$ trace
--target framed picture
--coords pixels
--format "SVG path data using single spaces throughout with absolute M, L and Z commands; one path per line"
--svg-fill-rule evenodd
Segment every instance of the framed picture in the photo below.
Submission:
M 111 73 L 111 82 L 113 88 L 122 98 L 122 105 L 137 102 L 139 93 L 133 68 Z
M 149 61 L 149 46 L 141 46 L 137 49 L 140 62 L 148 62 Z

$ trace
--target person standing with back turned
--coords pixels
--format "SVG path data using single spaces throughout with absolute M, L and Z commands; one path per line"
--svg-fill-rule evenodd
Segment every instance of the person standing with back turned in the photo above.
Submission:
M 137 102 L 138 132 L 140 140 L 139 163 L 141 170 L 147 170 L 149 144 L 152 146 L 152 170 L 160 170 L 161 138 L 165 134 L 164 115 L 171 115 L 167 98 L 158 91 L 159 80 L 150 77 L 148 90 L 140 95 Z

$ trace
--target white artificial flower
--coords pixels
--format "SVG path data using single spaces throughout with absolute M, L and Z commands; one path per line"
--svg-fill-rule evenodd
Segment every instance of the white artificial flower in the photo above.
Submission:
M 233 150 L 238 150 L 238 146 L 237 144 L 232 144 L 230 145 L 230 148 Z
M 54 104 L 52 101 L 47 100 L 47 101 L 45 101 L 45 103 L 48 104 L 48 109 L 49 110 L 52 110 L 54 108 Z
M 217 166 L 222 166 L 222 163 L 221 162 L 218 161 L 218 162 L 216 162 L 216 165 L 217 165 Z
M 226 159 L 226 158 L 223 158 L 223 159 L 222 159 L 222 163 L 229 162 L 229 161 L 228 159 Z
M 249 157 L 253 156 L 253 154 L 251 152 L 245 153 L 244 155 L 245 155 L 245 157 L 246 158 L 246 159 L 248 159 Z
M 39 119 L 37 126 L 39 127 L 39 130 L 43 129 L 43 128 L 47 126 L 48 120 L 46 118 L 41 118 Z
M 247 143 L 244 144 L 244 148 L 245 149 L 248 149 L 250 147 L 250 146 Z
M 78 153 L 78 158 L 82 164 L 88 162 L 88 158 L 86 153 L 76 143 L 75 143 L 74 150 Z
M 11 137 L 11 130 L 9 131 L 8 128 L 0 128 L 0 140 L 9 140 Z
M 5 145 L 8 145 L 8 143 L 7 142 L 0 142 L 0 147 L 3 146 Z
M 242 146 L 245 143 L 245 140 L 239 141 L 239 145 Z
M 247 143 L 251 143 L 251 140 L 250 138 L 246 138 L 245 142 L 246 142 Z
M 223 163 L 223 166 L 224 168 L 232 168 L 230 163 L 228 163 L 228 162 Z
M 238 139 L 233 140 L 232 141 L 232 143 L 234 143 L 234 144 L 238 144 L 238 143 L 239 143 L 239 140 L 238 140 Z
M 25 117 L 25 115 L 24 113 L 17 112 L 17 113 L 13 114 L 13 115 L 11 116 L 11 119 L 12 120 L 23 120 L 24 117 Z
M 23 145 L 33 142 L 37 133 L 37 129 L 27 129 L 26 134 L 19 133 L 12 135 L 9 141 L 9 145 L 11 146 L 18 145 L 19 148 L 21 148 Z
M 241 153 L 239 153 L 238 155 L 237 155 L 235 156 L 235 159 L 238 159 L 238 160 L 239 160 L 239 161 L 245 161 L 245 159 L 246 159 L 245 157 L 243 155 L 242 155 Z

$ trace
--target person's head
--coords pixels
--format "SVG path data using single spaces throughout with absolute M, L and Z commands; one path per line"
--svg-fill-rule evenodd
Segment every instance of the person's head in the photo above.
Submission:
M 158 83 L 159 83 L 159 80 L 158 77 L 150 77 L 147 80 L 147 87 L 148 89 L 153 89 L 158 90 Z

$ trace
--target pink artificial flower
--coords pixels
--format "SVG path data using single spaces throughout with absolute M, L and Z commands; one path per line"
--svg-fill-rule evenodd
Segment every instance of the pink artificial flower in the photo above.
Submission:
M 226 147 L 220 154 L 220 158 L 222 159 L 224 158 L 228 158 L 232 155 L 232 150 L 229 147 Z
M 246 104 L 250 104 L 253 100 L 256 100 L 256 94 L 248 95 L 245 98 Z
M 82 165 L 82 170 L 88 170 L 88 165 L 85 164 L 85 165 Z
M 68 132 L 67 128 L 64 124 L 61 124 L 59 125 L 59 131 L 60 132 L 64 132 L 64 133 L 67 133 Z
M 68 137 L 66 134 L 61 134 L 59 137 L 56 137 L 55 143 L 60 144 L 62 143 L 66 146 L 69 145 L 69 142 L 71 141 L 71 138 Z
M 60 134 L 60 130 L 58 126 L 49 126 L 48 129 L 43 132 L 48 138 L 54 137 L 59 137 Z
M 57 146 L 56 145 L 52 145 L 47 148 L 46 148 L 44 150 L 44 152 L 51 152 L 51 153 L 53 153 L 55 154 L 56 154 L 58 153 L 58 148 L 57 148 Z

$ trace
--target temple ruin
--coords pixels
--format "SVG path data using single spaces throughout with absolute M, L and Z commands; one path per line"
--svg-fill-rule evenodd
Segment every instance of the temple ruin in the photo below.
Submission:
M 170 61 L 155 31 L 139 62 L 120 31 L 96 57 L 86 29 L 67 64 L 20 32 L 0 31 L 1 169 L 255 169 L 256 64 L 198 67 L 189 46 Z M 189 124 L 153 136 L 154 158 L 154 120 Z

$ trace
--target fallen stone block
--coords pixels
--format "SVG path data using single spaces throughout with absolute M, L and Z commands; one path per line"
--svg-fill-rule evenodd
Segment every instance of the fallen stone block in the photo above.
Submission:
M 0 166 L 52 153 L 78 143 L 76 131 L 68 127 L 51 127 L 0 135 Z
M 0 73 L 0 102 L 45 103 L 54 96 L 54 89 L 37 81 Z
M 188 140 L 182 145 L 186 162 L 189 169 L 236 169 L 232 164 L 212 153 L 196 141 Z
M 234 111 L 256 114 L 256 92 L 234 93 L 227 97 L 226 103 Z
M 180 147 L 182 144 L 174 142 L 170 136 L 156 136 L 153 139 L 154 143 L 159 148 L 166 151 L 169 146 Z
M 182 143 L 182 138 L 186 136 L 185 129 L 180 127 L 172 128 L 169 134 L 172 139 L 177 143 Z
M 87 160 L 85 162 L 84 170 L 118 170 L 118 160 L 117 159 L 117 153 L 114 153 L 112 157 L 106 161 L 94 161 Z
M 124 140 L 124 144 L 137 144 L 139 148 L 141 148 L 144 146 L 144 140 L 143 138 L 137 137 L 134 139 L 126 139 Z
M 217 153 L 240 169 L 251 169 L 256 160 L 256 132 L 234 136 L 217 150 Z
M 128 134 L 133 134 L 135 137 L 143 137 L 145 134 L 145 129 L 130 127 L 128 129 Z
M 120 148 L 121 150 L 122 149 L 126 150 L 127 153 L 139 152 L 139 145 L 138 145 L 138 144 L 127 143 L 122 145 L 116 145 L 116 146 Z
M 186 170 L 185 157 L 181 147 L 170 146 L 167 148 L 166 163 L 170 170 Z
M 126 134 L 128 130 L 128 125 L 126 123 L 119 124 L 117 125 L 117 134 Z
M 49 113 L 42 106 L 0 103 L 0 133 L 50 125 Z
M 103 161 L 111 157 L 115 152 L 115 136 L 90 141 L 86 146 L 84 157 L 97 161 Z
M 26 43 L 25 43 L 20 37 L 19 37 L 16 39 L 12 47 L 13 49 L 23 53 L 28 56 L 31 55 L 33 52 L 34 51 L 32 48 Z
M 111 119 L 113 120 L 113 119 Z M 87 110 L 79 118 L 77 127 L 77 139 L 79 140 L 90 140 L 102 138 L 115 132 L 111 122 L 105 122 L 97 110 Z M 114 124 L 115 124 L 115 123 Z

### WORK REQUIRED
List every line of the records in which the word "white" appears, copying each line in full.

### SOLUTION
--target white artificial flower
Segment every instance of the white artificial flower in the photo above.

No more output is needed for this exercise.